* Aufgabe 1
Schreib aus dem Artikel über den Coiffeur Miro unten den Abschnitt von „Seit 23 Jahren“ bis einschließlich „(Text und Bild)“ wortgetreu nieder.

* Text
Wer den Schildern folgt, findet Miro

Seit 23 Jahren schneidet der Coiffeur beim Hirschengraben die Haare Studierender für nur 20 Franken. Das Geschäft lief aber auch schon besser.

Carla Grigoleit (Text und Bild)
10. April 2025

Wo lässt man sich als Studi in Zürich die Haare schneiden? Die günstigste Option, zu der dich vielleicht das WG-Leben auch schon mal inspiriert hat, ist natürlich, selbst zur Schere zu greifen. Was aber, wenn du dir das (noch) nicht zutraust, dich lange Haare zu schnell nerven und du trotzdem nicht viel Geld ausgeben willst? Vor gut einem Jahr ist an der langen Treppe, die von der Uni Richtung Central führt, ein Schild erschienen. «Miro Coiffeur, Studentenhaarschnitt für 20 Franken», ist darauf in Filzstift zu lesen, symbolisch dargestellt wird man informiert, dass sich der Salon nicht weit vom Ende der Treppe befinden soll. Anfangs fragte ich mich bei jedem Vorbeigehen, wo genau sich das Geschäft denn befinden könnte, nur um es nach den nächsten fünf Treppenstufen wieder zu vergessen. Ganz angesprochen fühlte ich mich auch nicht, denn es schien sich um einen Männerfriseur zu handeln. Inzwischen habe ich es aber geschafft, meinen Mitbewohner zu überreden, sich für journalistische Zwecke einen neuen Haarschnitt verpassen zu lassen. Ich habe ihn dabei begleitet, den scheinbar aus dem Nichts erschienenen Friseur-Salon zu testen. Telefonisch im Voraus einen Termin vereinbaren zu wollen, stellte sich als überflüssig heraus, denn «einfach vorbeikommen» ist hier das Motto. Von grossem Vorteil für alle, die nicht gerne zu spät kommen.

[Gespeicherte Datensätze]
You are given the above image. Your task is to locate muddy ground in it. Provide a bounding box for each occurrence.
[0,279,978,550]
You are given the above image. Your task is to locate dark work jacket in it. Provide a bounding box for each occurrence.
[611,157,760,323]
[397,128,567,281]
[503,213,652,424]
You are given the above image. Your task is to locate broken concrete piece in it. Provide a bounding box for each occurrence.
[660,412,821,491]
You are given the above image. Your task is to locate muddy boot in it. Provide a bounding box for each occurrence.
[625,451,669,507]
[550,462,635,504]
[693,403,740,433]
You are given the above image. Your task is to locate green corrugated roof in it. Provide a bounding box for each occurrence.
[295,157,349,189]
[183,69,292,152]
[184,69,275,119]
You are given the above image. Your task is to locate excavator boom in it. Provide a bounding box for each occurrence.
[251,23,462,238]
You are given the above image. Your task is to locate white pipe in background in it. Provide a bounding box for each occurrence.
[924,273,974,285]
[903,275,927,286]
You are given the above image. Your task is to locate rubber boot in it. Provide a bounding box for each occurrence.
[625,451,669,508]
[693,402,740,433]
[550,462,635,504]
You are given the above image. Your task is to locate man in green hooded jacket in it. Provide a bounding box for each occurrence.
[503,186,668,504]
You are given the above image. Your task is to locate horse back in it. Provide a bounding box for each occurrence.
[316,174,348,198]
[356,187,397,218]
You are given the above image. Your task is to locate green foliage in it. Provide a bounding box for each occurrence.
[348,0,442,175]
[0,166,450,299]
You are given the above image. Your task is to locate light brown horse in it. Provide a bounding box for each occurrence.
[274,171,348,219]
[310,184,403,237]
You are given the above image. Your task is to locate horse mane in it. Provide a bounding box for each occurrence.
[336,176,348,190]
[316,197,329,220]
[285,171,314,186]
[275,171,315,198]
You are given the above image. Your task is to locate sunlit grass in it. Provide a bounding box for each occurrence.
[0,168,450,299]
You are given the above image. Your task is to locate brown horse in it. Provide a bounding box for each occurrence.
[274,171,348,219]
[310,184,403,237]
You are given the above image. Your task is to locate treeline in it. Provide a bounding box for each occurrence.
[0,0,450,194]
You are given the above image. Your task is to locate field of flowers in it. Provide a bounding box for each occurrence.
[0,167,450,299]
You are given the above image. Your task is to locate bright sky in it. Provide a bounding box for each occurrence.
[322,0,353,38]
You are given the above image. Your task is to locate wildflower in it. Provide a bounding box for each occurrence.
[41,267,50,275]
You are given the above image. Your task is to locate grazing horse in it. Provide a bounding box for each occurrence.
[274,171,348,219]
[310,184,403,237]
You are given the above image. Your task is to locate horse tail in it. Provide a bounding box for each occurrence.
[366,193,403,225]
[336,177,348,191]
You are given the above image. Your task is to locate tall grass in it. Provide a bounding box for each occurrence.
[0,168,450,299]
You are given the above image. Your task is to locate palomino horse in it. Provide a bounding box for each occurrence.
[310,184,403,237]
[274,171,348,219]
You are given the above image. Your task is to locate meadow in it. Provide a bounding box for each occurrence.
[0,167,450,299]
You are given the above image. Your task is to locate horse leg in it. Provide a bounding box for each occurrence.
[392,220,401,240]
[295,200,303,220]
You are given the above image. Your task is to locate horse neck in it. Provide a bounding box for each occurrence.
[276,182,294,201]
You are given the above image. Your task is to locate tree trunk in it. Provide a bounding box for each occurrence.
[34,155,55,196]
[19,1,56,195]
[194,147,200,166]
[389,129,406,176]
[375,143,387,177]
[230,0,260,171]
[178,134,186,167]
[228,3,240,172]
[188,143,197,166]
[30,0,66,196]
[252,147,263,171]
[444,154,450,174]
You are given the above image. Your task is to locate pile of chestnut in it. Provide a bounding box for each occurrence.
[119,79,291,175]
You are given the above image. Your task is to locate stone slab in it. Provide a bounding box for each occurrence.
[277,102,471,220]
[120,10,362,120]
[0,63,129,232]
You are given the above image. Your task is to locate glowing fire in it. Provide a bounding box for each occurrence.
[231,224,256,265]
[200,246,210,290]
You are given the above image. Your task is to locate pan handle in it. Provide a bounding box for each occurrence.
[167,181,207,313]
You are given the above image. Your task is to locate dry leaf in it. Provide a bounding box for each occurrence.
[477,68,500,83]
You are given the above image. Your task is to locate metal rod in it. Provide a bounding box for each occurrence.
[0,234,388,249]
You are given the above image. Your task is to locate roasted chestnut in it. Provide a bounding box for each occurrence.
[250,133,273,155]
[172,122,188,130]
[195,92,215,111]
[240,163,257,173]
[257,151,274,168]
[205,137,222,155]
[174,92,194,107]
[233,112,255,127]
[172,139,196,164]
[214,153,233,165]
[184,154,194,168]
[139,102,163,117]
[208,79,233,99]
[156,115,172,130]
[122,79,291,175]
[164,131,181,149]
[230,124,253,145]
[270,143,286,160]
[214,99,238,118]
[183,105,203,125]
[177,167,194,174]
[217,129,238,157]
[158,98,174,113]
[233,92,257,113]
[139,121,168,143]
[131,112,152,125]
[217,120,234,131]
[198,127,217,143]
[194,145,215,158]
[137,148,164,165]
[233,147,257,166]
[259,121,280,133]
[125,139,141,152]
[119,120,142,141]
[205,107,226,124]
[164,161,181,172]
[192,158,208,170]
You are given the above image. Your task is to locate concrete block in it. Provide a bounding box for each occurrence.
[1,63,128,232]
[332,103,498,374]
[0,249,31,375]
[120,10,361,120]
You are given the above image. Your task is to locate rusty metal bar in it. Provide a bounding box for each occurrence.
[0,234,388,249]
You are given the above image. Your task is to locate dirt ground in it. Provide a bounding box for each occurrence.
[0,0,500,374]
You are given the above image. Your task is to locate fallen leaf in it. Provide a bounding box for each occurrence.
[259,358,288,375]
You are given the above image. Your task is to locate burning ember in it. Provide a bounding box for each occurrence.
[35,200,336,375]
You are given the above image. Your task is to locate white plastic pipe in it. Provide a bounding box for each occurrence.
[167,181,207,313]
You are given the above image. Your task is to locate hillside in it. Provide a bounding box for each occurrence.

* Aufgabe 2
Welche Zeilen der Datensätze oben enthalten das Wort „boot“? Gib jede dieser Zeilen vollständig an.

* Vollständige Ausgabe 1
Seit 23 Jahren schneidet der Coiffeur beim Hirschengraben die Haare Studierender für nur 20 Franken. Das Geschäft lief aber auch schon besser.

Carla Grigoleit (Text und Bild)

* Vollständige Ausgabe 2
You are given the above image. Your task is to locate muddy boot in it. Provide a bounding box for each occurrence.
You are given the above image. Your task is to locate rubber boot in it. Provide a bounding box for each occurrence.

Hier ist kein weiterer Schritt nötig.